Erraphex hat geschrieben:Der freie Wille ist m.E. sehr wohl vorhanden. Nur nicht auf Ebene des Egos. Je tiefer ich in ehemals unbewusste Regionen vorstoße, desto mehr Handlungsmuster erkenne ich. Wir müssen uns erst davon befreien (aka bewusst machen) um einen wirklich freien Willen zu möglich zu machen. Das was die meisten Menschen für ihren freien Willen halten ist dagegen eine Illusion.
Die Leugnung des freien Willens führt in vielen Fällen zum Ablegen der Konsequenz scheinbar freier Entscheidungen. Dabei übersehen einige Hobbyphilosophen, das der kausale Determinismus, auf den sie sich berufen, definitiv
nicht zu einer Spaltung zwischen Willen und Persönlichkeit führt. Man vermeint, der Wille sei ein gegebenes Werkzeug und man sei seinen Entscheidungen untertan. Das ist aber absurd.
Ich denke, dass die Einflüsse, die in unsere Entscheidungen eingehen, gegeben sind. Unsere Fähigkeit, im weiterführendem Sinne die Wichtigkeit dieser Einflüsse abzuwägen, die Thematik zu erörtern und verschiedene Komponenten des Seins einspielen zu lassen (Moral, Intuition, Emotion, Verstand), unterliegt aber definitiv nicht der vorbestimmten Kausalität.
Wie man es dreht oder wendet: wir sind verbunden mit unseren Entscheidungen.
Erraphex sagte bereits richtig, dass sich lediglich unser Ego davon trennen kann.
Erraphex hat geschrieben:Warum ich versuche es nicht anzuwenden? Weil ich die Erfahrung gemacht habe, dass Entscheidungen dazu führen können, dass wir den Raum der Möglichkeiten künstlich beschränken und das Loslassen jeglicher Wünsche und daraus resultierender Entscheidungen dazu führen kann, dass etwas viel stimmigeres geschieht.

• • •

_Aufgabe 1_: Übersetze den Satz „Wie man es dreht oder wendet: wir sind verbunden mit unseren Entscheidungen.“ aus dem Ausgangstext über den freien Willen ins Englische.
_Aufgabe 2_:
Beantworte kurz diese Fragen zum Ausgangstext über den freien Willen:
(a) Auf welcher Ebene ist der freie Wille laut Erraphex nicht vorhanden?
(b) Welche vier Komponenten des Seins werden in Klammern genannt?
(c) Was kann laut Erraphex dazu führen, dass etwas viel Stimmigeres geschieht?
_Aufgabe 3_: Führe den Ausgangstext über den freien Willen nach seinem letzten Satz weiter.
Die Zeilen werden nicht gebraucht.

• • •

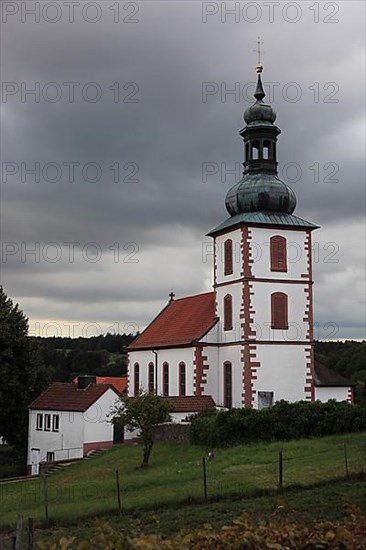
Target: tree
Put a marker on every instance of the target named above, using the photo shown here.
(22, 373)
(142, 413)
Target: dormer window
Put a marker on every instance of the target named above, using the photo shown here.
(278, 252)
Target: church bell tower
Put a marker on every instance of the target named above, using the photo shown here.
(263, 278)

• • •

_Antwort 1_: No matter how you look at it, we are bound up with our decisions.

_Antwort 2_:
(a) Auf der Ebene des Egos.
(b) Moral, Intuition, Emotion und Verstand.
(c) Das Loslassen jeglicher Wünsche und daraus resultierender Entscheidungen.

_Antwort 3_:
Sehr schön formuliert! Wir machen oft den Fehler, einer Zukunft den Raum zu nehmen, sich frei zu entfalten, indem wir uns Ziele setzen, die konkret, und nicht abstrakt, existieren. Dadurch nehmen wir uns an Fähigkeit, offen und intuitiv auf die zukünftigen Gegebenheiten zu reagieren. Man darf aber nie vergessen, einen gut überlegten Punkt zwischen Passivität und Warten auf der einen Seite, und Aktivität auf der anderen Seite, zu finden. Den erst dort geht man seinen Weg, und diese Entscheidung kann uns niemand abnehmen.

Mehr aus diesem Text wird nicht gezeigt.